§ **Your instructions**
Can you render each nonblank line of the data below as a row in a Markdown table, with a "Row" column numbering the rows and a "Line" column holding the text?

[Begin Record excerpts]

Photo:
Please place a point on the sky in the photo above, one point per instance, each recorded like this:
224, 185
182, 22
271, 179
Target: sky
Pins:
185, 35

[End Record excerpts]

§ **Answer for this exercise**
| Row | Line |
|---|---|
| 1 | Photo: |
| 2 | Please place a point on the sky in the photo above, one point per instance, each recorded like this: |
| 3 | 224, 185 |
| 4 | 182, 22 |
| 5 | 271, 179 |
| 6 | Target: sky |
| 7 | Pins: |
| 8 | 185, 35 |